Annual rate remains unchanged, expected to increase next year
BY JOSEPH COTTON, Campus News Editor
Undergraduate and graduate tuition rates for the 2021-22 academic year will hold steady in order to stay competitive during the ongoing COVID-19 crisis.
According to Vice President of Enrollment and Student Success Aaron Meis, the decision to keep tuition at an annual rate of $42,460 was prompted by the flux marketplace for higher education brought on by the pandemic.
“High school students are thinking about delaying college and current students are thinking about taking a semester to a year off,” Meis said. “Both groups are also very price sensitive because of the recent economic impact on their families.”
Meis also addressed the fact that perspective and current have concerns about the mode of instruction and how it has been impacted by safety protocols surrounding COVID-19.
“We’ve done a relatively good job of delivering hybrid instruction, or at least we think we have, anyway,” Meis said. “But when the pricing committee was putting together their initial recommendation, they were looking at the two groups just taking a semester off to let things return to normal.”

Provided information:
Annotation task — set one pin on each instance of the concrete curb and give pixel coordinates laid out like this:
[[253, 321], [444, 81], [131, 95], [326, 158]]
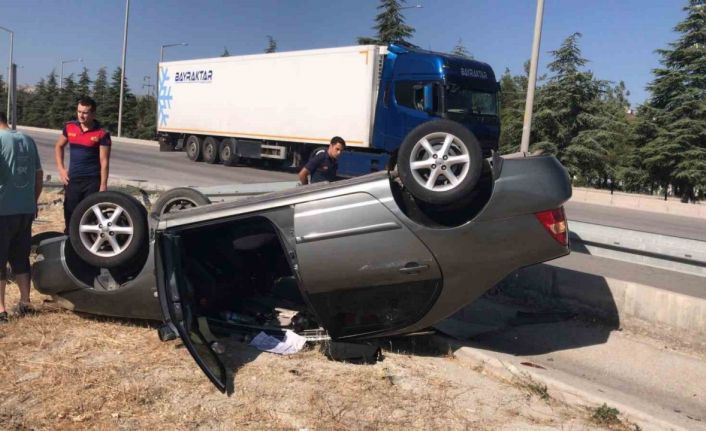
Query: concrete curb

==

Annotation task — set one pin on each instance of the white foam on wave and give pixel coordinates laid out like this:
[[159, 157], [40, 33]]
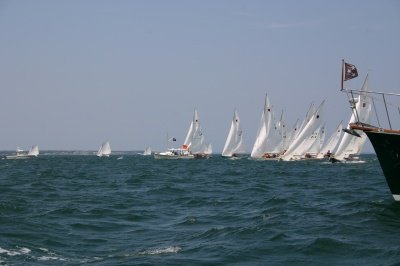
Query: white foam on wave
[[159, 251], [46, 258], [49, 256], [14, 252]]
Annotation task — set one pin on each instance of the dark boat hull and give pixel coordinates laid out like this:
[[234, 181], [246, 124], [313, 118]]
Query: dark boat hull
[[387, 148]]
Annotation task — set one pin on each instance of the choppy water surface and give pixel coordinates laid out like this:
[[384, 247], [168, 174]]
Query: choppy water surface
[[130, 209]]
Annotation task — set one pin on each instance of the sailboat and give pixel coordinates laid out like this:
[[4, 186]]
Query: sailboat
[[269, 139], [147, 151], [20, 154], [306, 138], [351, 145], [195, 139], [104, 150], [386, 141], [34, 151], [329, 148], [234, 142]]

...

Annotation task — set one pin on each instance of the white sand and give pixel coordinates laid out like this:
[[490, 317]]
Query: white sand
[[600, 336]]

Required actions:
A. Decide whether each statement below agrees with the tuition article. Answer yes or no and quote the deciding words.
(i) Tuition for the 2021-22 academic year will go up.
(ii) The annual tuition rate being kept is $42,460.
(iii) Meis described both high school students and current students as price sensitive.
B. Carry on the tuition article from the point where it stops.

Expected responses:
A.
(i) No: "Undergraduate and graduate tuition rates for the 2021-22 academic year will hold steady"
(ii) Yes: "the decision to keep tuition at an annual rate of $42,460"
(iii) Yes: "Both groups are also very price sensitive because of the recent economic impact on their families."

B.
While tuition will remain the same, room and board will increase to $13,580 per year.
According to Phil Chick, vice president of financial administration, the university considered the decision for a long time.
“The issue was we didn’t take a price increase last year,” Chick said. “Our costs have gone up. Not drastically, but they went up around cleaning supplies in common areas… and cost increases from our food supplier that we had to cover.”
Chick continued, saying that the university really could not go two years without increasing the price of room and board.
“We didn’t take on last year. If we didn’t take on last year, we might not have taken on this year,” he said.
Chick also explained that this tuition freeze will not hold for long. Since there is no increase this year, the cost of tuition will likely increase next year.
“We’re eating it now because we didn’t raise it last year, but we’ll raise it (next fall),” Chick said. “We’ll still be a little bit behind where we would like to be, but it’s not something we expect to catch up on automatically.”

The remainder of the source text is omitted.